◆ **SOURCE RECORDS**
◇ ◇ ◇

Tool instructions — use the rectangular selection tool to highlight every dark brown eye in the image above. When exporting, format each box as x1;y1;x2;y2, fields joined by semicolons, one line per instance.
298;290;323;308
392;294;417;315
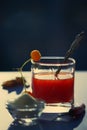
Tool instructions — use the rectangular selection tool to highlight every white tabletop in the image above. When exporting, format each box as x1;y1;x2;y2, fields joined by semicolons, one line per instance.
0;71;87;130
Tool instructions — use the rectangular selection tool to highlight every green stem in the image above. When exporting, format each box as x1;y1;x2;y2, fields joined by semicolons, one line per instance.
19;59;31;92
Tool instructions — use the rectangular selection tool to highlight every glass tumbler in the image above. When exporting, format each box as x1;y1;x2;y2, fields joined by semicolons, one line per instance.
31;56;75;113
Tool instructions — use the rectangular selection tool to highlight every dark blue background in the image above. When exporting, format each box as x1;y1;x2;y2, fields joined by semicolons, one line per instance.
0;0;87;71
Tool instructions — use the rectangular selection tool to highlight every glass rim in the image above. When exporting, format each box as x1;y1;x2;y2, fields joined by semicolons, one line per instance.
31;56;76;66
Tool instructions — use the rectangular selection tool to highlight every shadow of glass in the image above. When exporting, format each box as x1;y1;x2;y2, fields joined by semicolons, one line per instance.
8;112;85;130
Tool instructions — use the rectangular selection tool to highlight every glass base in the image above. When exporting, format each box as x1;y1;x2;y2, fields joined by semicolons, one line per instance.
43;103;72;114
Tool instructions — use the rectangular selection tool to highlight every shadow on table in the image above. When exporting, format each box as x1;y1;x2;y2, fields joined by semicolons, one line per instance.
8;111;85;130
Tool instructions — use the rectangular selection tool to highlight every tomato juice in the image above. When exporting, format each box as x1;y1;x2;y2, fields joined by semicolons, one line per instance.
32;72;74;103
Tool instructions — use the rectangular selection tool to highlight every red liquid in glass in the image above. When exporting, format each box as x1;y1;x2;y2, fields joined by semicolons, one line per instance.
32;73;74;103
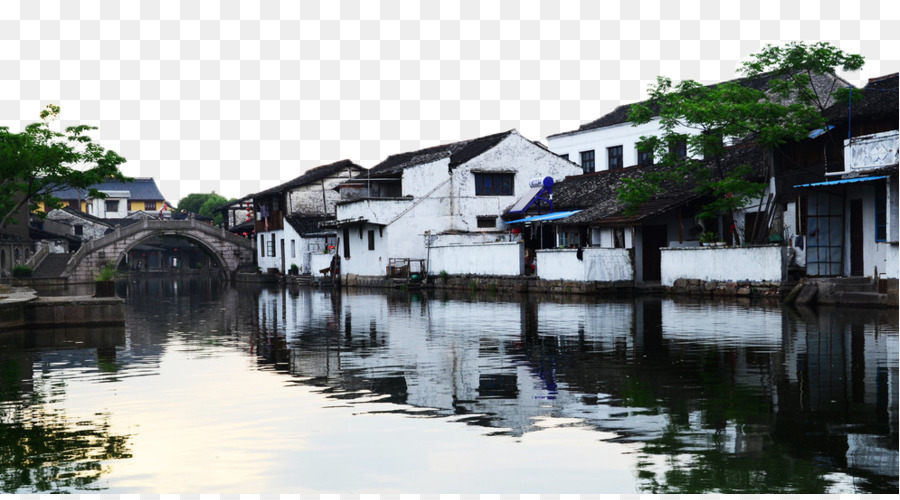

◇ ◇ ◇

◆ **PROBLEM DETAILS**
Reproduce the whole listing with "box drawing tool" substituted for every "rectangular selection tool", keeping everything else the same. Omit the pictures.

◆ **OUTPUT OF THE EXERCISE**
Tool instructions — use the box drawing tool to highlight every dark brown eye in the image above. When exporting, format each box as x1;y1;x2;y2, fields joined by semicolons, one line per instance.
298;290;323;308
392;294;417;315
Tool instructions — use the box drawing tool to highlight every white tabletop in the image above. When exporting, format each box as x1;y1;x2;y2, fields joined by semicolons, one line per instance.
0;71;87;130
Tool instructions — use the box drawing tool to highlight every green stem in the image above. When exporting, format each box as x1;y1;x2;y2, fields joined by semicolons, one line per instance.
19;59;31;92
Tool instructions — use the box drawing tool to highlight every glass tumbler in the image above. When exporting, format each box as x1;y1;x2;y2, fields joined by semicolons, one line per instance.
31;56;75;113
Tool instructions — use the box drawing tool to highlight every dark blue background in the image above. When exporting, format each box as x1;y1;x2;y2, fields joined by semicolons, one line per instance.
0;0;87;71
Tool instructions — use the box drawing tool to highlight every glass rim in the image above. When exporting, format each box as x1;y1;x2;y2, fields joined by semicolons, one line per instance.
31;56;76;66
Tool instructions — use the box drawing tool to highlight every shadow of glass in the image above. When exporting, format each box as x1;y1;x2;y2, fields joined by semicolons, one line per instance.
8;112;85;130
Tool instructions — use the box drawing tool to highlight every glass base in the image above. When exporting, format each box as x1;y1;x2;y2, fields joined by semicolons, one line per instance.
43;103;72;114
Tool instructions — use the box drawing tool to highlight every shadow on table in the image above. When exporting, format each box as x1;y1;x2;y2, fields joined by semicolons, one line per instance.
8;111;85;130
Tool instructions — use the box drawing tool to highlight every tomato juice in the image above. When exporting, format each box as x1;y1;x2;y2, fields joined by semicolons, one line per instance.
32;72;74;103
Tool instructions — use the box drawing tool to highlight every red liquid in glass in the image above. When exporting, format each box as x1;y1;x2;y2, fields joined by semicolons, one line per instance.
32;73;74;103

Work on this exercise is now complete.